- [文書抜粋]
■ ■ ■ ■ ■

管理職向けや基本的な内容等、内容を分けて研修も実施。
6月と12月に調査したところ、教職員の端末活用率は大きく伸びた。
端末活用をきっかけに業務改善にもつながり、学校の垣根を超える学習が可能になっている。
活用が進んだきっかけとして実践事例共有が重要であると感じている。NODA GIGA NETに授業実践例を掲載しており、検索しやすいように工夫した。現在は150事例程度掲載しており、次年度はさらに拡大したい。
戸田市(小学校12校・中学校6校)では現在、「主体的・対話的で深い学び推進のための授業改善」「戸田市教育政策シンクタンクによるデータ活用」「ICTの文具的活用と学びの改革」「実社会のリアルな課題による探究的な学び」等に取り組んでいる。
毎年計画を見直して1枚にまとめ、Webに掲載して共有。これまでに270企業との連携がある。本計画には、各施策に関わる企業や大学・機関名も記載している。
2020年から第2フェーズに取り組んでいる。
教育データ利活用では、教育政策シンクタンク(2019年設置)で教育総合データベースを構築。デジタル庁の「こどもに関する各種データの連携による支援実証事業」で様々なデータを掛け合わせて生徒指導に関するアラートを出すなどSOSの早期発見・支援等につなげることをめざしている。

■ ■ ■ ■ ■

- [提示一覧]
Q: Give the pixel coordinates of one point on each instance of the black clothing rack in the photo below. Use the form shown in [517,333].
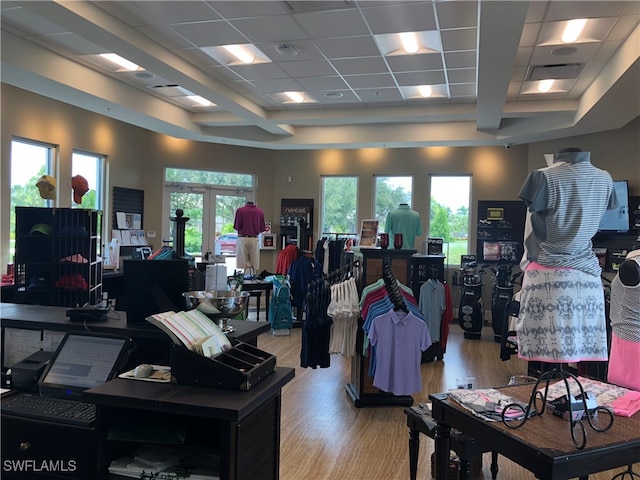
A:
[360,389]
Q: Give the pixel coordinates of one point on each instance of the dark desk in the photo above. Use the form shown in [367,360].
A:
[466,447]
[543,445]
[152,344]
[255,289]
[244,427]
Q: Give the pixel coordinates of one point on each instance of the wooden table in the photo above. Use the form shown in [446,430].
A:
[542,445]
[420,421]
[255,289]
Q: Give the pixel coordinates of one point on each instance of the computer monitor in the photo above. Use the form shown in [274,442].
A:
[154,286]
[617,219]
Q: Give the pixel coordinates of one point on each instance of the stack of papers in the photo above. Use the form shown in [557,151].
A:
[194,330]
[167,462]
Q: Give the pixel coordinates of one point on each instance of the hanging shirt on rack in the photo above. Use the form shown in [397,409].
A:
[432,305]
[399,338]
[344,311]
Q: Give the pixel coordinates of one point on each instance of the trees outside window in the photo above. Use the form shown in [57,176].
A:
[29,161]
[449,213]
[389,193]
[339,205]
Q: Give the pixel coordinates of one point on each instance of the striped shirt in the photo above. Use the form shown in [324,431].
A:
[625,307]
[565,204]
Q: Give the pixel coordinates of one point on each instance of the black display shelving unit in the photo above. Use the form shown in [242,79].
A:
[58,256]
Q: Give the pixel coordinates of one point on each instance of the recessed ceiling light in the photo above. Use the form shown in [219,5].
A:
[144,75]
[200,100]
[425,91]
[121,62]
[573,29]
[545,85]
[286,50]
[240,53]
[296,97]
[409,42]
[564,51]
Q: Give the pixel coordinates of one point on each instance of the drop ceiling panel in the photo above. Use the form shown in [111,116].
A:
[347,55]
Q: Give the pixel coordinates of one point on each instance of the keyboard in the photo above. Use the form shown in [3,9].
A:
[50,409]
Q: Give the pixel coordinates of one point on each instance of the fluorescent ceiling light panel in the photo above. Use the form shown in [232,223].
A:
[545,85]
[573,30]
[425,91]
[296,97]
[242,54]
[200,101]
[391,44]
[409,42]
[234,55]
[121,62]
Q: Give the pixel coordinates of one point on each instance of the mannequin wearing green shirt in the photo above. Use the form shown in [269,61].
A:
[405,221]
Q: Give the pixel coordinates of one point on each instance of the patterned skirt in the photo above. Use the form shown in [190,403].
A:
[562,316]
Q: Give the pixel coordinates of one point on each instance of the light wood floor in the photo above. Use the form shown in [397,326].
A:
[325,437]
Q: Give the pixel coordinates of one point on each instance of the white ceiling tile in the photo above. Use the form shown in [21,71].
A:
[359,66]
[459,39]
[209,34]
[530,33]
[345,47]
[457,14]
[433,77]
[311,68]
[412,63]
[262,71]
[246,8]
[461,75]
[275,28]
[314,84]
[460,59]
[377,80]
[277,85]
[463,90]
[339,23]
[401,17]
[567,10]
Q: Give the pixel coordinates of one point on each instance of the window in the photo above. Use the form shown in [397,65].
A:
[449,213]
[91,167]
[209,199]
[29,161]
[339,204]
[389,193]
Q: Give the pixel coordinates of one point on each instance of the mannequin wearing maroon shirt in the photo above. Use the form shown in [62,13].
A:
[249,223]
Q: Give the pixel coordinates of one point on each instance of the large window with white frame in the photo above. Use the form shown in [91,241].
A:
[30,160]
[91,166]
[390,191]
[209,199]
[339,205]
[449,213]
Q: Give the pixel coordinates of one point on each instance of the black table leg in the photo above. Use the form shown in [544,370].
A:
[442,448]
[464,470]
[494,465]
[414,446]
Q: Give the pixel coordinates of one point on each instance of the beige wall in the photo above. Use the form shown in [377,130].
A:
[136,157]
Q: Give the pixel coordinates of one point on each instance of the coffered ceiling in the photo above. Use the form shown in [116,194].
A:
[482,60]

■ ■ ■ ■ ■

- [課題概要 A]
文書抜粋に基づき、次の問いに答えてください。
(i) NODA GIGA NETには現在、授業実践例が何事例程度掲載されているか。
(ii) 戸田市の小学校と中学校はそれぞれ何校か。
(iii) 教育政策シンクタンクは何年に設置されたか。
- [課題概要 B]
文書抜粋の一文「6月と12月に調査したところ、教職員の端末活用率は大きく伸びた。」を英語に訳してください。
- [課題概要 C]
文書抜粋のうち、「6月と12月に調査したところ、教職員の端末活用率は大きく伸びた。」から始まり「な学び」等に取り組んでいる。」で終わる部分を、そのまま一字一句変えずに引用してください。

- [解答例 A]
(i) 150事例程度
(ii) 小学校12校、中学校6校
(iii) 2019年

- [解答例 B]
Surveys conducted in June and December showed that the device usage rate among teachers and staff rose significantly.

- [解答例 C]
6月と12月に調査したところ、教職員の端末活用率は大きく伸びた。
端末活用をきっかけに業務改善にもつながり、学校の垣根を超える学習が可能になっている。
活用が進んだきっかけとして実践事例共有が重要であると感じている。NODA GIGA NETに授業実践例を掲載しており、検索しやすいように工夫した。現在は150事例程度掲載しており、次年度はさらに拡大したい。
戸田市(小学校12校・中学校6校)では現在、「主体的・対話的で深い学び推進のための授業改善」「戸田市教育政策シンクタンクによるデータ活用」「ICTの文具的活用と学びの改革」「実社会のリアルな課題による探究的な学び」等に取り組んでいる。